DESCRIPTION OF THE TASK |
What is needed is the run of lines from the one with "locate | one dot per instance of the small white" through the close of the data, set down exactly.

RECORDS FOR THE EXERCISE |
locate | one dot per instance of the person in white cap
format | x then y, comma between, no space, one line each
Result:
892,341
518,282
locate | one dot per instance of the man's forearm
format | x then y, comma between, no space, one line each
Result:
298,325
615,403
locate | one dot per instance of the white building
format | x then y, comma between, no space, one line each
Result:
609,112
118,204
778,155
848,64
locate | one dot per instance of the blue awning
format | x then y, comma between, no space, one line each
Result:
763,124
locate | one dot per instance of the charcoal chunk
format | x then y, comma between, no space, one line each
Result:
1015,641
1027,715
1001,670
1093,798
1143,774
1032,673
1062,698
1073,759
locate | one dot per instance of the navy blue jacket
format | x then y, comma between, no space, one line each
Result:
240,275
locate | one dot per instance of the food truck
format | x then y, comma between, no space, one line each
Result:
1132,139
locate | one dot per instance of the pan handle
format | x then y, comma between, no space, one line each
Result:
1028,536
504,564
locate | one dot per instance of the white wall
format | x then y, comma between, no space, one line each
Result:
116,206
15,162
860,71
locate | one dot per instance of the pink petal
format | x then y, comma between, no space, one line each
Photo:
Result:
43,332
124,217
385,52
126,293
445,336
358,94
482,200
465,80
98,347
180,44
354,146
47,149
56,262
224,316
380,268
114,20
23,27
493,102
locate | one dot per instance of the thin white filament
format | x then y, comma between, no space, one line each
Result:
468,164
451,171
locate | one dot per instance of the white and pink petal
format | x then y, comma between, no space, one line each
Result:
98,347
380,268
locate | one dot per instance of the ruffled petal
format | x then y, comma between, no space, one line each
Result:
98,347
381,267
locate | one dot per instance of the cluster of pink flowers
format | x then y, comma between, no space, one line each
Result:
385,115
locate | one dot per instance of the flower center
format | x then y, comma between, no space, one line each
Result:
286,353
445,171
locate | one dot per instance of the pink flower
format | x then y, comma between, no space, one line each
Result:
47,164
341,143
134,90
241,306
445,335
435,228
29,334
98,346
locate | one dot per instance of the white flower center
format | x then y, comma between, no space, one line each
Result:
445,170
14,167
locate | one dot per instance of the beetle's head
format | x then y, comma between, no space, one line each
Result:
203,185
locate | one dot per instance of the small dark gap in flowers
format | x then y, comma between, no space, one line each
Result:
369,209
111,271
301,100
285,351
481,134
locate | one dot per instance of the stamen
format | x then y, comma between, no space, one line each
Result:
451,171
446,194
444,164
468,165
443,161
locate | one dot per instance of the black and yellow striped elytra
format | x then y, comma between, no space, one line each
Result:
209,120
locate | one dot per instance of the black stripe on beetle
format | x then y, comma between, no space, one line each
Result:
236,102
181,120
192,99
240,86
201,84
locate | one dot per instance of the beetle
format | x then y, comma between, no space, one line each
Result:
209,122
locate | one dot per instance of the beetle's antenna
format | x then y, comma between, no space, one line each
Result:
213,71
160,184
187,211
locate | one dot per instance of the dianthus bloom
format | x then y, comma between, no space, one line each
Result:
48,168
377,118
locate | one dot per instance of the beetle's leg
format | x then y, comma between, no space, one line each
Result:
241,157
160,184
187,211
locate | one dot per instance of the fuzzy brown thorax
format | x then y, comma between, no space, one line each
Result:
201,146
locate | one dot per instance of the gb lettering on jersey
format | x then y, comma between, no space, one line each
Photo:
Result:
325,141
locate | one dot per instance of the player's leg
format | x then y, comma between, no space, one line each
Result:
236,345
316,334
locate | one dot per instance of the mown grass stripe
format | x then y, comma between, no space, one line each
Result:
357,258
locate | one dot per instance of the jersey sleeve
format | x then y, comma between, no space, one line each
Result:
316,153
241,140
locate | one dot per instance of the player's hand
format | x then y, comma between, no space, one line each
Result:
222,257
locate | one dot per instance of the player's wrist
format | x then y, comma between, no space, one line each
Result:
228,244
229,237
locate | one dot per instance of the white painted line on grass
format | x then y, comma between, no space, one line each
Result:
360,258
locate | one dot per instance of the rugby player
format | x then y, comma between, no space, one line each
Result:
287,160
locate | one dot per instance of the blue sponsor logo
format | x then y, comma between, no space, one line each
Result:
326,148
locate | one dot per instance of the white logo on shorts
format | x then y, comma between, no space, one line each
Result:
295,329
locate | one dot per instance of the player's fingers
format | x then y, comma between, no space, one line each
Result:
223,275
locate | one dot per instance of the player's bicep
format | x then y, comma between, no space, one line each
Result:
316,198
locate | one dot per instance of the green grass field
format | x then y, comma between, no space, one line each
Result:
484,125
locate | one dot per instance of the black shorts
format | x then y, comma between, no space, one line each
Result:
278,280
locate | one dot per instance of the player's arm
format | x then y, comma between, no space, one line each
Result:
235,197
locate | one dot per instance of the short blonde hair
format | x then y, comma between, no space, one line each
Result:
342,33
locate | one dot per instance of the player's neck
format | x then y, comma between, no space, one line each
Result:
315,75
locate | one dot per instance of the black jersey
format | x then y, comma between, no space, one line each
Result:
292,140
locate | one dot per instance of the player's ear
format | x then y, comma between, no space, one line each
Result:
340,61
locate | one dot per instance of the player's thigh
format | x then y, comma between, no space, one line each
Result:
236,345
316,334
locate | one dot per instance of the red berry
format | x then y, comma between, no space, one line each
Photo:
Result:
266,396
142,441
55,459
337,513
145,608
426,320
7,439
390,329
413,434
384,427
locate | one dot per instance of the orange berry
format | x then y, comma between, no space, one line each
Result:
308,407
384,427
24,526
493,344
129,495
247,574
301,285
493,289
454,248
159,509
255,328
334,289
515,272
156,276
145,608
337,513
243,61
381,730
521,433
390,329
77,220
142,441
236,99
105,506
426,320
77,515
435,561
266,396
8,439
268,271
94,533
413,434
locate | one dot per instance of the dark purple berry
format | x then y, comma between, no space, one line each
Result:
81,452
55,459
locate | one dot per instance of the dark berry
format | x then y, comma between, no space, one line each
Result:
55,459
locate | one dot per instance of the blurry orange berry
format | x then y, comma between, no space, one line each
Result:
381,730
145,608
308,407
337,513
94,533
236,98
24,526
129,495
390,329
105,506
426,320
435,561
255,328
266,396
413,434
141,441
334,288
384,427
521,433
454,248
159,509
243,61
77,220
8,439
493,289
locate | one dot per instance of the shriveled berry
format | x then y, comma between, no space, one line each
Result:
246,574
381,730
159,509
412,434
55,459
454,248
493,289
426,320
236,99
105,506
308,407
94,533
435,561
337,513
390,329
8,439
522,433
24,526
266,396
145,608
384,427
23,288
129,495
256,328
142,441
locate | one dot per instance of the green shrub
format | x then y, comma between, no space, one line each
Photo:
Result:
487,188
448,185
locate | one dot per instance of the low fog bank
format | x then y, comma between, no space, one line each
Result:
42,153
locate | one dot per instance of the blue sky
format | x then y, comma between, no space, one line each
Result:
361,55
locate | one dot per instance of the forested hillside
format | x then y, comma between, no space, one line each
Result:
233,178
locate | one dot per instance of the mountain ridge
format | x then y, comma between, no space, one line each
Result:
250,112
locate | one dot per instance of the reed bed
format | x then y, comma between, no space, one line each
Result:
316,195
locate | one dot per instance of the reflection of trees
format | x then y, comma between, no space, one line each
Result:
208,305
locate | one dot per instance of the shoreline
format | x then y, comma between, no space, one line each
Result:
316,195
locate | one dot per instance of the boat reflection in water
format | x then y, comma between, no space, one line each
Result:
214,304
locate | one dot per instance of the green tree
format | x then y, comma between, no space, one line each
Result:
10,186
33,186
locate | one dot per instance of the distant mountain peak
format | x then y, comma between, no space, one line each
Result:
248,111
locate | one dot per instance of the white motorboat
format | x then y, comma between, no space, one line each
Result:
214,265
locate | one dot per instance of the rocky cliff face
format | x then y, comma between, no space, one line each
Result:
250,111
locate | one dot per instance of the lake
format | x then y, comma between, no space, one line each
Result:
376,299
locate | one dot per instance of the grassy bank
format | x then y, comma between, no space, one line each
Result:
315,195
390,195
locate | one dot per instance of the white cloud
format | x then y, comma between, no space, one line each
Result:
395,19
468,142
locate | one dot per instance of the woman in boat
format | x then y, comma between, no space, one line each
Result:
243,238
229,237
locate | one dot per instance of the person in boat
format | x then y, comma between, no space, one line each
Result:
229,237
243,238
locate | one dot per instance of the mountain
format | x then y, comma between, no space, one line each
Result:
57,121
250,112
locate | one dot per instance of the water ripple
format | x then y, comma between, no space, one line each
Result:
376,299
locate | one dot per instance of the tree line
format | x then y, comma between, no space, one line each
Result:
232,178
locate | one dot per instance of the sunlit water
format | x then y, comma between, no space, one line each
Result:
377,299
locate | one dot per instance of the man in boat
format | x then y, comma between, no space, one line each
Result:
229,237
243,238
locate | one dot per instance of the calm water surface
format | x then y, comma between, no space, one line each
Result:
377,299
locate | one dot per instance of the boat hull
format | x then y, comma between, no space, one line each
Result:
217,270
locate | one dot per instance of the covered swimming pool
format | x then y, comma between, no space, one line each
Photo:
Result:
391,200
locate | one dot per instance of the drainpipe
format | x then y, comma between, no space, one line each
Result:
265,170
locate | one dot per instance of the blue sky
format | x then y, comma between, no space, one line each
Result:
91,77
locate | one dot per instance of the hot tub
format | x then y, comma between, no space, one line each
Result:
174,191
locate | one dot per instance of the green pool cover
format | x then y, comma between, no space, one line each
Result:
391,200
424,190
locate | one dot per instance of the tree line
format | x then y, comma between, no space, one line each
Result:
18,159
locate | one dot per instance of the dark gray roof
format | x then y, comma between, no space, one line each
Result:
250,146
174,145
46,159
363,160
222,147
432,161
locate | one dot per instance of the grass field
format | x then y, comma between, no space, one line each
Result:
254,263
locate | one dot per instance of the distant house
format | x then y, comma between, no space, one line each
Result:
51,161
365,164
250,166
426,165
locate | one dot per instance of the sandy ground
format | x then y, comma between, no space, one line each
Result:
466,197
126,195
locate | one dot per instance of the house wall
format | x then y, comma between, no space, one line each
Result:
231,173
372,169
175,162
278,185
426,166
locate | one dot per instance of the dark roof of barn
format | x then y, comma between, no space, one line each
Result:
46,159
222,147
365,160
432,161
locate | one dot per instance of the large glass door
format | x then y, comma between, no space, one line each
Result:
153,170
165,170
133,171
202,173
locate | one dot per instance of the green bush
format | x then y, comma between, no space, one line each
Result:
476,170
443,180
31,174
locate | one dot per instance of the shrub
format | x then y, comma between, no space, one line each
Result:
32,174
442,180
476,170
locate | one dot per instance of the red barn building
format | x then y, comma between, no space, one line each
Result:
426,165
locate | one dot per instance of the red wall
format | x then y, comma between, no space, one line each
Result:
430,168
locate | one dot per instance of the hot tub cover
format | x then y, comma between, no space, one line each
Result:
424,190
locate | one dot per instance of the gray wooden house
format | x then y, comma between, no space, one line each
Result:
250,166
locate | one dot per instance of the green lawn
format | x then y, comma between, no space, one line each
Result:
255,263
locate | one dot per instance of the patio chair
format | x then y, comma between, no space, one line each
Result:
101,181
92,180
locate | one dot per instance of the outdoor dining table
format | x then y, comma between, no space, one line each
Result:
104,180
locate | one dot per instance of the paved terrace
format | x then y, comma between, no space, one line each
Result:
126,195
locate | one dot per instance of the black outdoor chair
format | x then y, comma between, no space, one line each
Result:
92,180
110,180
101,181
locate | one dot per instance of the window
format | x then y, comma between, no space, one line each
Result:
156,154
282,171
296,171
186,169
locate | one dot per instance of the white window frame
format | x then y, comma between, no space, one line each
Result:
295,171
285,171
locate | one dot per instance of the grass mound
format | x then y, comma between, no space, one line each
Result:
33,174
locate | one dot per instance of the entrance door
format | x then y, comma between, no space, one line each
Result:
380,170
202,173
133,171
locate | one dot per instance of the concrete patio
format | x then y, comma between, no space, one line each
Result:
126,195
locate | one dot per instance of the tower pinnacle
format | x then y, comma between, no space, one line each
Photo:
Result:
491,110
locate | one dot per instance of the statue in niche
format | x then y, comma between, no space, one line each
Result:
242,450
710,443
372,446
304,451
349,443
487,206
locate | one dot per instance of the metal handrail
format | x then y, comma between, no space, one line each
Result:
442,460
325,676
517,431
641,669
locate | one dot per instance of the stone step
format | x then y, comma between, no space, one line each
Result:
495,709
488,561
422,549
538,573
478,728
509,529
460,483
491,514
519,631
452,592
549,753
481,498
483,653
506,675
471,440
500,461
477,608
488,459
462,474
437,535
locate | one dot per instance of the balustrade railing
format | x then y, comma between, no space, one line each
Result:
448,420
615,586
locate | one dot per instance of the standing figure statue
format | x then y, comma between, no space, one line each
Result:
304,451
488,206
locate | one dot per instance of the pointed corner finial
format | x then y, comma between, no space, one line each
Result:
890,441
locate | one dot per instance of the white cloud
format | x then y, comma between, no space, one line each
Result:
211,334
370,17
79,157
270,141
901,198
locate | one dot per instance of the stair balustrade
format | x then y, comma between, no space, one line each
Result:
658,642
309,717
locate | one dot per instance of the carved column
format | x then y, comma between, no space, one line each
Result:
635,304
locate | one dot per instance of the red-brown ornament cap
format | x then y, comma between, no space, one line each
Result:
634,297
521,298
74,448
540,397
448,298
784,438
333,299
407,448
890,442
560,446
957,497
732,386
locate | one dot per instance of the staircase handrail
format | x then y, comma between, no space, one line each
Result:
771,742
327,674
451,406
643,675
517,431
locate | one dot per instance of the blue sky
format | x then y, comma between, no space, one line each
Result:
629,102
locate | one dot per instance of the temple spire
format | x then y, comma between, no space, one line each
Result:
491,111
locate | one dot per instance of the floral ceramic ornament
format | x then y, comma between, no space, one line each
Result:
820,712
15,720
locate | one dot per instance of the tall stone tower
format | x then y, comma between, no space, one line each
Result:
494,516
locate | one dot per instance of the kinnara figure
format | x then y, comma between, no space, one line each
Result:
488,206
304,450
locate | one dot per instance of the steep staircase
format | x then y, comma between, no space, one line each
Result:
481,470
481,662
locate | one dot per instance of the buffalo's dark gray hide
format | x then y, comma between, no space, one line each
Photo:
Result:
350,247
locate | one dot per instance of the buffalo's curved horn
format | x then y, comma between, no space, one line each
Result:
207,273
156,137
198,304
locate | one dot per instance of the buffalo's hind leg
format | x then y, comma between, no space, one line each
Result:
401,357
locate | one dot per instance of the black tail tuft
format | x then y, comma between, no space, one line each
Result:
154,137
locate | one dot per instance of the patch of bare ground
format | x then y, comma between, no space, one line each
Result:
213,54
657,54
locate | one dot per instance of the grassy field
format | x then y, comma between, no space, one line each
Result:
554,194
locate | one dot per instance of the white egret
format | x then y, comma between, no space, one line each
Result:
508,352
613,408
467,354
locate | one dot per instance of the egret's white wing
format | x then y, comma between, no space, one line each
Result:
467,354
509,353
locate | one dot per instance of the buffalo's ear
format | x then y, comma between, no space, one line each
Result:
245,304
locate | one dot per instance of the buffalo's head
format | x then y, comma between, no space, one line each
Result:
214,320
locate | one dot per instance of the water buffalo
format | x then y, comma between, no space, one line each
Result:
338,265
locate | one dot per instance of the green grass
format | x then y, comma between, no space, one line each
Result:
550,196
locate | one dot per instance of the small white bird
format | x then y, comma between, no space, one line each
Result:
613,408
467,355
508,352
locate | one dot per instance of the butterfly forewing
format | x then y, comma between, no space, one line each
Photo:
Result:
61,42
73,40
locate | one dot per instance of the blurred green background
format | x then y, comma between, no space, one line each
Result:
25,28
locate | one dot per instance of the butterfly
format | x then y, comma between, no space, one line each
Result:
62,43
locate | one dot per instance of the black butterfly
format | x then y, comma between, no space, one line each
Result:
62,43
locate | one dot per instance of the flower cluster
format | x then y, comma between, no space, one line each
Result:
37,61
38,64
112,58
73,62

REPLY TO THE EXERCISE |
locate | one dot per instance of the small white bird
format | x then y, comma between, no space, one line each
Result:
613,408
467,355
508,352
locate | one dot per instance of the butterfly forewing
format | x then y, comma between, no space, one line each
Photo:
Result:
61,42
73,40
locate | one dot per instance of the blurred green background
format | x then y, comma between, no space, one line each
Result:
25,28
locate | one dot per instance of the butterfly
format | x then y, comma between, no space, one line each
Result:
62,43
locate | one dot per instance of the black butterfly
format | x then y, comma between, no space, one line each
Result:
62,43
locate | one dot per instance of the flower cluster
format | x then y, comma between, no space, one line each
Result:
37,61
38,64
112,58
73,62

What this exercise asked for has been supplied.